EXERCISE GOAL
An exact transcription of the data below is needed.

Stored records

= = = = = = =

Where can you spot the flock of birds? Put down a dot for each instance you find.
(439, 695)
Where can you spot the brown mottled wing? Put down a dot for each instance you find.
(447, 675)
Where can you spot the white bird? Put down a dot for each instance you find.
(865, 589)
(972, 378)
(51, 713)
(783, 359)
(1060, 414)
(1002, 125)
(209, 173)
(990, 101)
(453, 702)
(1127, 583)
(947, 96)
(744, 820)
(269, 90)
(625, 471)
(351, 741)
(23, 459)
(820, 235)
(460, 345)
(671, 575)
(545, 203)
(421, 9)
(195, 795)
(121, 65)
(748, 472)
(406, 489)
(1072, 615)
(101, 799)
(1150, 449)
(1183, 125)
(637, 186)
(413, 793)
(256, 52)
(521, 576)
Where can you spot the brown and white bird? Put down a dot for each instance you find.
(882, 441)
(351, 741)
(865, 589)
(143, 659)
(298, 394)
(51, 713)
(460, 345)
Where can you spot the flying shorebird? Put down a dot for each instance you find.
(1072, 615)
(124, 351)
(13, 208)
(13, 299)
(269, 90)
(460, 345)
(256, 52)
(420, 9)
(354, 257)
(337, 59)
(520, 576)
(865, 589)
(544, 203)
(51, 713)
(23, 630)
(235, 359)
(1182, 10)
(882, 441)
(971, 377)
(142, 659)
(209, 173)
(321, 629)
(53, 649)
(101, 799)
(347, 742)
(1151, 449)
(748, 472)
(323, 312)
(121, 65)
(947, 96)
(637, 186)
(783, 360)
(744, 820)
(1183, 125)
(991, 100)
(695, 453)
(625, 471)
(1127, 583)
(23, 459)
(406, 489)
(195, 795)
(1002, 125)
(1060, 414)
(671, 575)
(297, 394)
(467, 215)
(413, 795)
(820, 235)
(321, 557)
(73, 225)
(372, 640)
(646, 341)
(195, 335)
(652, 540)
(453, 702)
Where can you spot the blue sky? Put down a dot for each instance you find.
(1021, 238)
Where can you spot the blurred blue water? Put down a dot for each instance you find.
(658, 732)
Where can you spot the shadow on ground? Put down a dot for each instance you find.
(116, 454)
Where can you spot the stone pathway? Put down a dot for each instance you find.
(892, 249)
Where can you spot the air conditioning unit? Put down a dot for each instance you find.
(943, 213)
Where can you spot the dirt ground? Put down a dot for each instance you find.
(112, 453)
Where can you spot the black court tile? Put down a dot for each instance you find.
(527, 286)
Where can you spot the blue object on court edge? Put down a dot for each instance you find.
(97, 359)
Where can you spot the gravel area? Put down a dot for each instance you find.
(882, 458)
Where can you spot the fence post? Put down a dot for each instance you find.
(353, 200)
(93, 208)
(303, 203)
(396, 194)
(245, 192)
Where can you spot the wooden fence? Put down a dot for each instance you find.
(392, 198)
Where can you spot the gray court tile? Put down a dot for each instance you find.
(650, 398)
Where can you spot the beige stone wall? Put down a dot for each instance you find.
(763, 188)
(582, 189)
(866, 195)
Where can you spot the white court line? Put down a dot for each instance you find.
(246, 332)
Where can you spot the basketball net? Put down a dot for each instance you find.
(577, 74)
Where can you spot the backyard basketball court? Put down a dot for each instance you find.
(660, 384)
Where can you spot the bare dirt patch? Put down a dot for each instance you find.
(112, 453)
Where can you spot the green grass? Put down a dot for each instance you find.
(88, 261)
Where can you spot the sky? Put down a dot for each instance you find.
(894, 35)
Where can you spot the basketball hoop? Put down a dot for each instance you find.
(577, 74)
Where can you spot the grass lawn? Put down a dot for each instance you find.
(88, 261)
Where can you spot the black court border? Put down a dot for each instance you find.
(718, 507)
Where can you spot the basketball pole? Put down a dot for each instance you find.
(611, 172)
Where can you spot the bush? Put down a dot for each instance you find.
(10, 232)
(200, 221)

= = = = = = =

FINISHED TASK
Where can you spot the flock of birds? Put down a dot for each instance you find.
(439, 695)
Where can you spot the brown mottled wing? Put down a dot for each instance you find.
(447, 675)
Where can you spot the white bird? Put down a dot for each instance you find.
(865, 589)
(972, 378)
(51, 713)
(783, 359)
(1060, 414)
(1002, 125)
(209, 173)
(990, 101)
(453, 702)
(1127, 583)
(947, 96)
(744, 820)
(269, 90)
(625, 471)
(351, 741)
(23, 459)
(820, 235)
(460, 345)
(671, 575)
(545, 203)
(421, 9)
(195, 795)
(121, 65)
(748, 472)
(406, 489)
(1072, 615)
(101, 799)
(1150, 449)
(1183, 125)
(637, 186)
(413, 793)
(256, 52)
(521, 576)
Where can you spot the brown and white bird? Put down a dot for each instance you find.
(882, 441)
(351, 741)
(865, 589)
(143, 659)
(298, 394)
(51, 713)
(460, 345)
Where can you spot the flying shorebird? Put down a dot for each instance you find.
(1072, 615)
(124, 351)
(13, 208)
(13, 299)
(269, 90)
(460, 345)
(256, 52)
(420, 9)
(354, 257)
(337, 59)
(520, 576)
(865, 589)
(544, 203)
(51, 713)
(23, 630)
(235, 359)
(1182, 10)
(882, 441)
(971, 377)
(142, 659)
(209, 173)
(321, 629)
(53, 649)
(101, 799)
(347, 742)
(1151, 449)
(748, 472)
(323, 312)
(121, 65)
(947, 96)
(637, 186)
(783, 360)
(744, 820)
(1183, 125)
(991, 100)
(695, 453)
(625, 471)
(1127, 583)
(23, 459)
(406, 489)
(195, 795)
(1002, 125)
(1060, 414)
(671, 575)
(297, 394)
(467, 215)
(413, 795)
(820, 235)
(321, 557)
(73, 225)
(372, 640)
(646, 341)
(195, 335)
(652, 540)
(453, 702)
Where can you spot the blue sky? Put down a dot for each instance you find.
(1021, 238)
Where can you spot the blurred blue water? Put down a dot for each instance you find.
(658, 732)
Where can you spot the shadow on ground? Put down a dot for each instance you find.
(116, 454)
Where can you spot the stone pathway? Put down a dot for each instance you find.
(892, 249)
Where can you spot the air conditioning unit? Put down a dot for each instance you find.
(943, 213)
Where can you spot the dirt ground? Put down a dot for each instance you find.
(112, 453)
Where can you spot the black court tile? Put down a dot for each instance you find.
(527, 286)
Where can you spot the blue object on court edge? Put down a dot for each instance you find.
(97, 359)
Where can you spot the gravel area? Put down a dot for each instance you find.
(882, 458)
Where can you spot the fence post? Put down a dot for each instance you find.
(353, 200)
(93, 208)
(303, 203)
(396, 194)
(245, 192)
Where can you spot the wooden fence? Put down a dot for each instance you find.
(392, 198)
Where can you spot the gray court tile? Put down a dot for each instance you find.
(650, 398)
Where can you spot the beige stone wall? Put down a dot for each instance you find.
(763, 188)
(582, 189)
(866, 195)
Where can you spot the white court line? Put down a dot for each instance you find.
(246, 332)
Where can you spot the basketball net? Put down a dot for each instance you find.
(577, 74)
Where can you spot the backyard basketball court? Put down a dot for each instance you find.
(660, 384)
Where can you spot the bare dirt patch? Put down a dot for each instance you find.
(112, 453)
Where can you spot the green grass? Put down a dot for each instance you find.
(88, 261)
Where can you spot the sky? Put down a dot for each instance you find.
(894, 35)
Where can you spot the basketball hoop? Put down a dot for each instance you find.
(577, 74)
Where can you spot the grass lawn? Put down a dot for each instance you find.
(88, 261)
Where can you spot the black court border? Put down a dot for each instance you find.
(718, 507)
Where can you spot the basketball pole? Put down a dot for each instance you find.
(611, 172)
Where can you spot the bush? Put down a dot for each instance you find.
(10, 232)
(200, 221)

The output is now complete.